● Written problem
Please write out again everything from the line containing "cabinet handle in the photo above." down to the last of the lines, both ends included, with the requests kept as they are and each coordinate in the answers scaled by 0.65 and rounded to a whole number, halves rounding up.

● Records supplied
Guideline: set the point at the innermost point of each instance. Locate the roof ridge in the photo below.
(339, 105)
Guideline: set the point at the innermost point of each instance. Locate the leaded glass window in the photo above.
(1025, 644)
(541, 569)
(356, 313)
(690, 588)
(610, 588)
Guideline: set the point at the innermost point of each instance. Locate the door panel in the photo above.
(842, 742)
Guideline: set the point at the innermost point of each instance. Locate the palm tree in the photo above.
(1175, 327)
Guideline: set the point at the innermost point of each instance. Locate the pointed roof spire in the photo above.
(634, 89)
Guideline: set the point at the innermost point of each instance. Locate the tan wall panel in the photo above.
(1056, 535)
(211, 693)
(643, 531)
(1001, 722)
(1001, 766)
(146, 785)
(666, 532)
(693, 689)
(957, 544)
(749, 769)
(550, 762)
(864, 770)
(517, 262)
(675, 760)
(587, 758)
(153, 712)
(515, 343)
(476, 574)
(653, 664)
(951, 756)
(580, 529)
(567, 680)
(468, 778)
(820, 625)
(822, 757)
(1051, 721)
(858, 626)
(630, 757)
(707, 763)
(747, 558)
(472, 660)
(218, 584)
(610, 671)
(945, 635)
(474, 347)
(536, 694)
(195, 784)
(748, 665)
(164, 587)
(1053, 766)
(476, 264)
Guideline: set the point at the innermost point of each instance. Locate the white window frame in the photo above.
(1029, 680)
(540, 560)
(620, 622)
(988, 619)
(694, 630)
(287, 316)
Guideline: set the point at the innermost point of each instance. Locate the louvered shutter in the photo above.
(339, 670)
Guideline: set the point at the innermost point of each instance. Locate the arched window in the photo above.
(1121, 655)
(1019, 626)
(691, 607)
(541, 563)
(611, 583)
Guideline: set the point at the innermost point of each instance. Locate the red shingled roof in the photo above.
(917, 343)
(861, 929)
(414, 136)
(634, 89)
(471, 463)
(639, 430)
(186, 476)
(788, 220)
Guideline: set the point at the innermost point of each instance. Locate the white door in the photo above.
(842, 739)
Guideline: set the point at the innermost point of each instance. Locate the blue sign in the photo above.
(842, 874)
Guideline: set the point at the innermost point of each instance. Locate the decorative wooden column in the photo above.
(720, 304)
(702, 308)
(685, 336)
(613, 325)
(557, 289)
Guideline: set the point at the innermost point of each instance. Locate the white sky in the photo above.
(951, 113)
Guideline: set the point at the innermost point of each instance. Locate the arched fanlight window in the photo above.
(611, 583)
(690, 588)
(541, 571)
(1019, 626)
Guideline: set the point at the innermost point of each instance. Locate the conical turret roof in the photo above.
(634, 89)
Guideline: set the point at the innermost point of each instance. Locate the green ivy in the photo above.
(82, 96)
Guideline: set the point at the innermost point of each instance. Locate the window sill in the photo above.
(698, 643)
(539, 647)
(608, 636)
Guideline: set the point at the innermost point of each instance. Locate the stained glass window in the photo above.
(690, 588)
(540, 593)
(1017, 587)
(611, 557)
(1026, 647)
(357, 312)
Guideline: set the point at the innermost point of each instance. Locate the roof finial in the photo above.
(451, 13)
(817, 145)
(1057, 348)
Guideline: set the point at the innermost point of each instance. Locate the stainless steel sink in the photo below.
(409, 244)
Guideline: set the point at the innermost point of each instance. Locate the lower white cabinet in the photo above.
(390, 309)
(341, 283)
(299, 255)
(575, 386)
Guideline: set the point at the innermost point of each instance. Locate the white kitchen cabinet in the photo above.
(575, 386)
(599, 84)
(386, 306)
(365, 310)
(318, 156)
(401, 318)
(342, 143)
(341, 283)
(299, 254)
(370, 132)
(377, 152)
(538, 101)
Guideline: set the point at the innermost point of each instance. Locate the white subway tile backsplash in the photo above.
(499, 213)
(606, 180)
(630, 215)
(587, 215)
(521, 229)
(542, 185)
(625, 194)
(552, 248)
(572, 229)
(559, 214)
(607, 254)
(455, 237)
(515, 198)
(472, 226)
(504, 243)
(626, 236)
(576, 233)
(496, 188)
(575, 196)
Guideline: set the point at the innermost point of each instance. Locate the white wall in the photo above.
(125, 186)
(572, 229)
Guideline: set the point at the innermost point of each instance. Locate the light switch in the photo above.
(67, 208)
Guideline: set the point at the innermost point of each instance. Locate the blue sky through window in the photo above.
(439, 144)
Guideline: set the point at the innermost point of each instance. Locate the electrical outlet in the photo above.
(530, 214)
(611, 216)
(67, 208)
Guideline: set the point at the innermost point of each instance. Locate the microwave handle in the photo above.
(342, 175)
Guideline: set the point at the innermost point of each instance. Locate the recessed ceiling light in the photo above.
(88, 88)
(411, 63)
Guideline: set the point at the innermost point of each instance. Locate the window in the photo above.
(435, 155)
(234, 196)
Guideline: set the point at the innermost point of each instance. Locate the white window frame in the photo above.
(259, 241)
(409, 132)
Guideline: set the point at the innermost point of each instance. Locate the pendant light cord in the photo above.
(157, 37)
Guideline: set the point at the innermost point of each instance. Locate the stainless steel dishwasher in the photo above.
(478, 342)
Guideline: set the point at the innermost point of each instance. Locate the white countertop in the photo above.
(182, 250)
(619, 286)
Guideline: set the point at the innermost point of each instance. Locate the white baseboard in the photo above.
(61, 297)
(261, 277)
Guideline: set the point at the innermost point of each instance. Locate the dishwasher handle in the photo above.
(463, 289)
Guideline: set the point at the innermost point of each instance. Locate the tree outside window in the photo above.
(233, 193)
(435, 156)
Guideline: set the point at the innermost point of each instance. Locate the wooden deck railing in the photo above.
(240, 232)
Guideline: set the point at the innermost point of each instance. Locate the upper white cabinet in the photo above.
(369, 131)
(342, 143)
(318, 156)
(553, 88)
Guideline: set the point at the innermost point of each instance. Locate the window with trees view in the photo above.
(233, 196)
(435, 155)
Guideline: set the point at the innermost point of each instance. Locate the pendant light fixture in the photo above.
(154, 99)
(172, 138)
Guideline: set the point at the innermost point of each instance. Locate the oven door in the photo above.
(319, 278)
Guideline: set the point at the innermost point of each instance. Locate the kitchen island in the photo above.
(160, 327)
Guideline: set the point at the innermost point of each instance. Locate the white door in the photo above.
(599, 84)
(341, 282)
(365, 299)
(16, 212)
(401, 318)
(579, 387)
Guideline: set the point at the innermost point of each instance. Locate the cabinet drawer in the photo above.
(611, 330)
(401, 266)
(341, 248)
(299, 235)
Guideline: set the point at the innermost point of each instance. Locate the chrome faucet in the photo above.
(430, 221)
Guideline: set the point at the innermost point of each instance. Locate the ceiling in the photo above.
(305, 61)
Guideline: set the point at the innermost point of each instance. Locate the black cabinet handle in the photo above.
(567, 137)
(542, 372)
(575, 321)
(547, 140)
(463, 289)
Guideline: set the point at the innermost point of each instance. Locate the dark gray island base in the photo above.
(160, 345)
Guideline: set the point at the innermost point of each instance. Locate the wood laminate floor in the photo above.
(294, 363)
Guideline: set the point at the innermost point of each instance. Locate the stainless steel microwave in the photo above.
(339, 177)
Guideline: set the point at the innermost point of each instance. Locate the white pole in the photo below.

● Result of the task
Guideline: set the point at the innermost point of each instance. Locate the black cabinet handle in the photo above.
(369, 89)
(352, 242)
(374, 209)
(356, 91)
(301, 188)
Guideline: set the point at the innermost point of each instance. Locate the dark gray island base in the photo above.
(104, 224)
Guideline: set the point at the innermost point of each instance. Locate the wood laminate floor in the photo above.
(191, 236)
Guideline: set the point at the innermost point of each instance. Locate the stainless steel microwave in the photo above.
(220, 115)
Guideline: set the point at the innermost point of each instance. Locate the white pole in the photo below.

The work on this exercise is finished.